> **Required action**: In the entries below, begin at the line with "x=426, y=421" and stop after the line with "x=18, y=187"; output those lines exactly and omit the pictures.

> **Records from a dataset**:
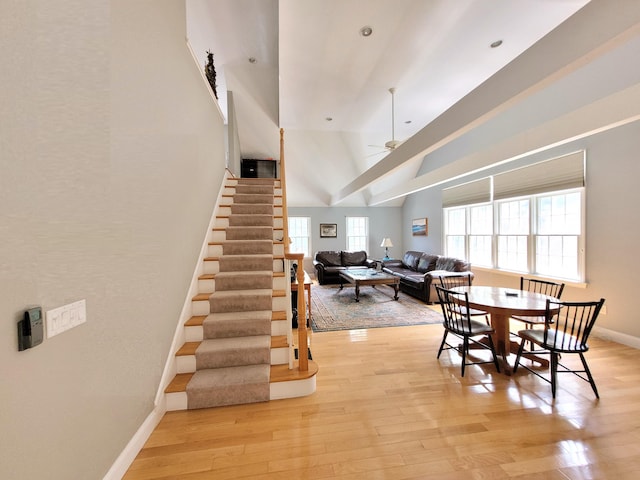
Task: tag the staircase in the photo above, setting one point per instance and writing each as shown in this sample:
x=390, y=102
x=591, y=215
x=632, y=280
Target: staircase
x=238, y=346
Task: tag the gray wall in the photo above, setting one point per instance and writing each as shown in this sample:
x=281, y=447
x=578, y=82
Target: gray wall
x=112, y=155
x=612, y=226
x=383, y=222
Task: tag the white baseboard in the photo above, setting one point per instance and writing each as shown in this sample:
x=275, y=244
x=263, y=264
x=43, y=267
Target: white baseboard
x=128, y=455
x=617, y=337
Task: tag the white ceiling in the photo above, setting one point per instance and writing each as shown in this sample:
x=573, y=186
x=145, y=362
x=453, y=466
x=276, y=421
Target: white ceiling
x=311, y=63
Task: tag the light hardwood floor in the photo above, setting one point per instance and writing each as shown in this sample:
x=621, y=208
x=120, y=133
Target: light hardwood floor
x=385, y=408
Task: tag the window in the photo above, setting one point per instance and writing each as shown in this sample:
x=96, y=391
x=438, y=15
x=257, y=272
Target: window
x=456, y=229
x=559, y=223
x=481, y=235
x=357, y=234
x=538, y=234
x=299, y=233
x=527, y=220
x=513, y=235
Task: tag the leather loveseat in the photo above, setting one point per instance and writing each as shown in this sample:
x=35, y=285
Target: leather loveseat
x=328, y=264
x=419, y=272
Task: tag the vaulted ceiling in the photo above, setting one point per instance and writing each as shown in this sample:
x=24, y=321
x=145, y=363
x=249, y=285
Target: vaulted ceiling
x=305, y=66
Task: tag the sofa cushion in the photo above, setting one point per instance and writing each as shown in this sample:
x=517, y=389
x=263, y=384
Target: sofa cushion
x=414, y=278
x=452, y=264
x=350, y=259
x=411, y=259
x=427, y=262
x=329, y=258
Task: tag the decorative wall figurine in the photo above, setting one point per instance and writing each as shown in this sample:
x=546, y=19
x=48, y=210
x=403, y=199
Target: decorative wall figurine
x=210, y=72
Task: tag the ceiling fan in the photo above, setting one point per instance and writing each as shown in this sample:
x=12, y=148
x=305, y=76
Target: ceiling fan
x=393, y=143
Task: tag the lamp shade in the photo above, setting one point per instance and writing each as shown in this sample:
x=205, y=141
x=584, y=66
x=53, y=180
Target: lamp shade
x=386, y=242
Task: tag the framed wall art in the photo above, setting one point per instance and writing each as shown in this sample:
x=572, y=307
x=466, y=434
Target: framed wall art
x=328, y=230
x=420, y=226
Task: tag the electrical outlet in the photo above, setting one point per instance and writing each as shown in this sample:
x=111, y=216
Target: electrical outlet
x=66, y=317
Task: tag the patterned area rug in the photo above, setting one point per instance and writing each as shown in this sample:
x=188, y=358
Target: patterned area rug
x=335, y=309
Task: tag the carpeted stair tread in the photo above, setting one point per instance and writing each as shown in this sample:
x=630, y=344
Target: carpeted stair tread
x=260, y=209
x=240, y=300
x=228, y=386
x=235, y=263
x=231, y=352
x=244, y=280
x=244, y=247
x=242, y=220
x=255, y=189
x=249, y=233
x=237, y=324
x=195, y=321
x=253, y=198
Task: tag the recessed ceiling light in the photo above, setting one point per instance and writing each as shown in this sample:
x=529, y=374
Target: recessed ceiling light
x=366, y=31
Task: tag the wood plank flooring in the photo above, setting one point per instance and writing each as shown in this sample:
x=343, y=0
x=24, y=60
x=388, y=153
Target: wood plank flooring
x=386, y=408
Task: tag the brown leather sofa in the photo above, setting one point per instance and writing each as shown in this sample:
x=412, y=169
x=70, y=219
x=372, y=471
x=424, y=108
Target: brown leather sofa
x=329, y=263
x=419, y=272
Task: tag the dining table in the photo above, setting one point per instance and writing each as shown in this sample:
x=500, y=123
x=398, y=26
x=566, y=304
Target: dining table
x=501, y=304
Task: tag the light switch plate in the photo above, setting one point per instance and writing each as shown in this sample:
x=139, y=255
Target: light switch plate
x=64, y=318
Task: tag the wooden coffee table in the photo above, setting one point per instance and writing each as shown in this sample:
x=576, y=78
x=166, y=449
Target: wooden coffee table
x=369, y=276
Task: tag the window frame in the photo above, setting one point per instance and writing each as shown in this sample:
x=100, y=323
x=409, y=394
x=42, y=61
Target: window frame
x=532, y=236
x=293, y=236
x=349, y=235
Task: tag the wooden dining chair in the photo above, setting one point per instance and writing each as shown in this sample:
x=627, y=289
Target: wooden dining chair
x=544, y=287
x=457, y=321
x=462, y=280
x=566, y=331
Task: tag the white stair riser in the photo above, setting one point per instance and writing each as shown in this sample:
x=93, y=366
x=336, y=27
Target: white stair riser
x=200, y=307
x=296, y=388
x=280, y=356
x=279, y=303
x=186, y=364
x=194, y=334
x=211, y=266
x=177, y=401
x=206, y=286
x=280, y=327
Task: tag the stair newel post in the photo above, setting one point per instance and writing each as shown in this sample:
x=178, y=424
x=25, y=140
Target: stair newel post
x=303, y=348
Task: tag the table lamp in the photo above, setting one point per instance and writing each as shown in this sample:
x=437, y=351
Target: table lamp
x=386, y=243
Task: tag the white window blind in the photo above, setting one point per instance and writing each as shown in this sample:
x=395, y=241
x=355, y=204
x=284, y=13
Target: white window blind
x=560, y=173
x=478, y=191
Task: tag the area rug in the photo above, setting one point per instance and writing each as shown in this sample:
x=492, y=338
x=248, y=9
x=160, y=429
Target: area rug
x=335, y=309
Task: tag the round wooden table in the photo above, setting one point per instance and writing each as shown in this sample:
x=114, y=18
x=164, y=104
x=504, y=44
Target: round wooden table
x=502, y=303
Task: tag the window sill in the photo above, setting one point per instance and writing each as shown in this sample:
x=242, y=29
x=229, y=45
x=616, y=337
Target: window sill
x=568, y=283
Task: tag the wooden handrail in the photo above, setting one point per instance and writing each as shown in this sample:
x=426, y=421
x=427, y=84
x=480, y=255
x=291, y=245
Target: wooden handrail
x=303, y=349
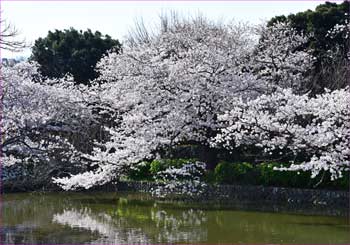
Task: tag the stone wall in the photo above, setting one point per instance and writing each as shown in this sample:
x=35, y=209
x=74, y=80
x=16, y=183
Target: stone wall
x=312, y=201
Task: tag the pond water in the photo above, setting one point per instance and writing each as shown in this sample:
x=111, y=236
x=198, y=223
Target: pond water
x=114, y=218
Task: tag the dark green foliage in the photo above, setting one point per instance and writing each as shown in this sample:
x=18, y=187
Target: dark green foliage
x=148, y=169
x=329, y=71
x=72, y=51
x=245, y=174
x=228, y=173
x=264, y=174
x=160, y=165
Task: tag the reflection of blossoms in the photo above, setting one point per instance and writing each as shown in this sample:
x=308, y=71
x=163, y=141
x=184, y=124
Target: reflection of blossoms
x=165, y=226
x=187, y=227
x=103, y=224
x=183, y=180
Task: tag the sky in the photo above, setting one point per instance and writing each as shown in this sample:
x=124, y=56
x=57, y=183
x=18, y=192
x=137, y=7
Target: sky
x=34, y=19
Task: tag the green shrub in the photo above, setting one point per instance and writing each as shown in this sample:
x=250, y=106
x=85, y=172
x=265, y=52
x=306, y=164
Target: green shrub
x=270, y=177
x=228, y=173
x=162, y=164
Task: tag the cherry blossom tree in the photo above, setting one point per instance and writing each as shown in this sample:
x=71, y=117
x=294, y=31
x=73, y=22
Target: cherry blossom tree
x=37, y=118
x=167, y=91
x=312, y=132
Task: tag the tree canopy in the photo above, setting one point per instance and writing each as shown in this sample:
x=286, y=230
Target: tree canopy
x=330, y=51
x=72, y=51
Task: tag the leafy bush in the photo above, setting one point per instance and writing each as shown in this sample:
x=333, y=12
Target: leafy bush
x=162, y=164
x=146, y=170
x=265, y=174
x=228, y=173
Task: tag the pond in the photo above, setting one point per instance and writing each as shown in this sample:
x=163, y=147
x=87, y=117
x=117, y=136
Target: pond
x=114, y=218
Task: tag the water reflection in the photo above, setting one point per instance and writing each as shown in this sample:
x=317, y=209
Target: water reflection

> **Answer space**:
x=426, y=421
x=427, y=84
x=480, y=255
x=291, y=245
Target: wooden handrail
x=303, y=349
Task: tag the stone wall in the photo above, setting one point per instance and writing each as shown in this sample:
x=35, y=209
x=74, y=80
x=16, y=183
Target: stone wall
x=312, y=201
Task: tag the pond water in the photo above, setting one point per instance and writing each as shown in this sample:
x=111, y=236
x=198, y=223
Target: pond water
x=114, y=218
Task: tag the dark green foliage in the photo above, setting one point per instance and writing each as shown in this sample:
x=18, y=187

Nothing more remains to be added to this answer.